● **STUDY TEXT**:
◇ ◇ ◇ ◇
When two or more sound waves overlap, they combine:

• Constructive interference: Waves in phase add together, producing a louder sound.
• Destructive interference: Waves out of phase cancel each other, reducing or eliminating sound.

Standing waves are a special case of interference. They form when sound reflects back and forth in an enclosed space, creating fixed patterns of nodes (no displacement) and antinodes (maximum displacement). This is how musical instruments produce resonant tones and why certain frequencies boom unnaturally in small rooms (room modes).

Sound wave attenuation factors

Attenuation is the gradual loss of sound energy as a wave travels. Sound gets quieter with distance for three main reasons:

• Geometric spreading: As a sound wave expands outward (like a growing sphere), its energy spreads over a larger area. This is the inverse-square law at work.
• Absorption: The medium itself converts some sound energy into heat through friction between vibrating particles.
• Scattering: Irregularities in the medium redirect portions of the wave in different directions.

Absorption in materials

Porous materials like acoustic foam and fiberglass are effective absorbers because sound waves enter the tiny air pockets and lose energy to friction. The absorption coefficient (ranging from 0 to 1) measures the fraction of incident sound energy a material absorbs. A coefficient of 0.9 means 90% of the energy is absorbed.
◇ ◇ ◇ ◇
Referring expression data:
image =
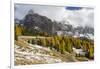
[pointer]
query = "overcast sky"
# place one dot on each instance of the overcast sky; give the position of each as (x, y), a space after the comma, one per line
(75, 15)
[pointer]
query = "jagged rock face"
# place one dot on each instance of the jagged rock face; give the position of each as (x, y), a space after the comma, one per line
(32, 20)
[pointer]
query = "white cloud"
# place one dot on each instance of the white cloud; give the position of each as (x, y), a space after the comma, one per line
(76, 17)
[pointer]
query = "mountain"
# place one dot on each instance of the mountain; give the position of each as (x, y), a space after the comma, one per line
(34, 23)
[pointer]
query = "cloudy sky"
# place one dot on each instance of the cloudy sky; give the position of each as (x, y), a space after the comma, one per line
(73, 15)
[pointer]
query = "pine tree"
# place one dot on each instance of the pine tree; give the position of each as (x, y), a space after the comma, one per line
(63, 46)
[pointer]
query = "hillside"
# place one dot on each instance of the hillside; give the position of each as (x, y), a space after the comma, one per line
(34, 54)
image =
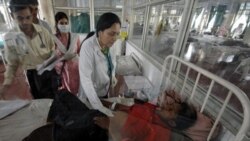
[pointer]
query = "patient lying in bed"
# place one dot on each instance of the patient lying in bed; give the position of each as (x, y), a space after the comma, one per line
(147, 122)
(165, 121)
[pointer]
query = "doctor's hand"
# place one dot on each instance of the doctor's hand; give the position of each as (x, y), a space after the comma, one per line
(69, 56)
(2, 91)
(106, 111)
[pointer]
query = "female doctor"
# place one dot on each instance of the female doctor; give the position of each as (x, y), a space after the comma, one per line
◇ ◇ ◇ ◇
● **EXERCISE TASKS**:
**A.** In the sound waves text, what does an absorption coefficient of 0.9 mean?
**B.** Using the sound waves text, explain why porous materials such as acoustic foam and fiberglass absorb sound well.
**C.** Write the next part of the sound waves text, picking up after its last sentence.

● **OUTPUTS IN ORDER**:
**A.** It means 90% of the sound energy that reaches the material is absorbed.

**B.** Sound waves go into the tiny air pockets in these materials. There they lose energy to friction.

**C.**
Several factors influence how much absorption occurs:

• Frequency: Higher frequencies generally attenuate faster than lower ones. This is why distant thunder sounds like a low rumble rather than a sharp crack.
• Material properties: Density, porosity, and stiffness all affect absorption. Soft, porous materials absorb well; hard, smooth surfaces reflect.
• Thickness: Thicker absorbing materials are more effective, especially at lower frequencies.

Transmission loss

Transmission loss (TL) measures how much sound a barrier blocks. The mass law for single-layer partitions states that doubling the mass per unit area of a wall increases TL by approximately 6 dB. This is why heavy concrete walls block more sound than thin drywall.

Reverberation time

Reverberation time ($T_{60}$) is the time it takes for sound in a room to decay by 60 dB after the source stops. The Sabine formula calculates it:

$T_{60} = \frac{0.161V}{A}$

where $V$ is the room volume in cubic meters and $A$ is the total absorption in the room (in sabins). A large, reflective room (like a cathedral) has a long $T_{60}$. A small, heavily treated recording studio has a short one.

Doppler effect in acoustics

The Doppler effect is the apparent change in frequency (perceived pitch) of a sound wave caused by relative motion between the source and the observer. You've experienced this if you've ever noticed an ambulance siren sounding higher-pitched as it approaches and lower-pitched as it drives away.

The formula:

$f' = f\frac{c \pm v_r}{c \mp v_s}$

where $f'$ is the observed frequency, $f$ is the emitted frequency, $c$ is the speed of sound, $v_r$ is the observer's speed, and $v_s$ is the source's speed. The sign conventions depend on the direction of motion (toward or away), so pay attention to how your textbook defines positive direction.

Three scenarios to know:

1. Source stationary, observer moving: As the observer approaches the source, they encounter wavefronts more frequently, so pitch increases. Moving away, pitch decreases.
2. Source moving, observer stationary: The source compresses wavefronts ahead of it (higher pitch) and stretches them behind it (lower pitch).
3. Both moving: The effects combine. You apply both the source and observer velocity terms in the formula.

Applications

• Speed enforcement: Radar guns measure the Doppler shift of reflected radio waves to calculate vehicle speed.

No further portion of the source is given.